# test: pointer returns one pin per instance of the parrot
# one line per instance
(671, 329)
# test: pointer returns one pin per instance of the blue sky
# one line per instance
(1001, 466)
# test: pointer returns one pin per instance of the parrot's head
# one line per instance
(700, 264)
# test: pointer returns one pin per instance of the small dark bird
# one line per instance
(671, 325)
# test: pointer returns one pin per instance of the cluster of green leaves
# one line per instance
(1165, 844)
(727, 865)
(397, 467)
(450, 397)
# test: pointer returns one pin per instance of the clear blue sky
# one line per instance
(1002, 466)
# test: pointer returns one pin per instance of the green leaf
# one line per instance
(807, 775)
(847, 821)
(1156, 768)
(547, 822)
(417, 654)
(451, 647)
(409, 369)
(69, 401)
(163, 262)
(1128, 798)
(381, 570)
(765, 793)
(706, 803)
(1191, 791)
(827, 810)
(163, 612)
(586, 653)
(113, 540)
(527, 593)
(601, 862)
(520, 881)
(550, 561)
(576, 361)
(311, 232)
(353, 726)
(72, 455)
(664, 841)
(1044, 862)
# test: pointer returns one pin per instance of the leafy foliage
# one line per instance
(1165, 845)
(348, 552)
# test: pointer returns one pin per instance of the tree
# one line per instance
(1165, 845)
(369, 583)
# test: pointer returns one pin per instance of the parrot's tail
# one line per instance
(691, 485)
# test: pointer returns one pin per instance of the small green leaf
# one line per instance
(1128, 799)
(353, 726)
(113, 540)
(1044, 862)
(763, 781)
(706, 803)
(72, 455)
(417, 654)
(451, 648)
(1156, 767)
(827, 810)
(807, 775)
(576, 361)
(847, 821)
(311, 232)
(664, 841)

§ §

Task details:
Give back exactly the lines from the one containing "# test: pointer returns one pin per instance of the clear" through the end of the material above, and nothing else.

Response to the task:
# test: pointer returns one pin per instance of the clear blue sky
# one line per instance
(1002, 466)
# test: pointer returns one pin per instance of the green leaf
# one line per instance
(807, 775)
(847, 821)
(1156, 768)
(547, 822)
(417, 654)
(451, 647)
(409, 369)
(69, 401)
(163, 262)
(1128, 798)
(381, 570)
(765, 793)
(706, 803)
(1191, 791)
(827, 810)
(163, 612)
(586, 653)
(113, 540)
(527, 593)
(601, 862)
(520, 881)
(550, 561)
(576, 361)
(311, 232)
(353, 726)
(72, 455)
(664, 841)
(1044, 862)
# test: pointer returns one pin per instance of the leafy foliage
# one line per instance
(1165, 845)
(348, 552)
# test: pointer returns one pin per instance of the tree
# one line per instance
(1165, 845)
(369, 583)
# test: pointer returns one pin per instance of the parrot's tail
# one line per instance
(691, 485)
# test: pointer returns one pin per instance of the small green leaf
# one line per instance
(1128, 799)
(353, 726)
(113, 540)
(1044, 862)
(763, 781)
(706, 803)
(72, 455)
(417, 654)
(451, 648)
(1156, 767)
(827, 810)
(807, 775)
(576, 361)
(847, 821)
(311, 232)
(664, 841)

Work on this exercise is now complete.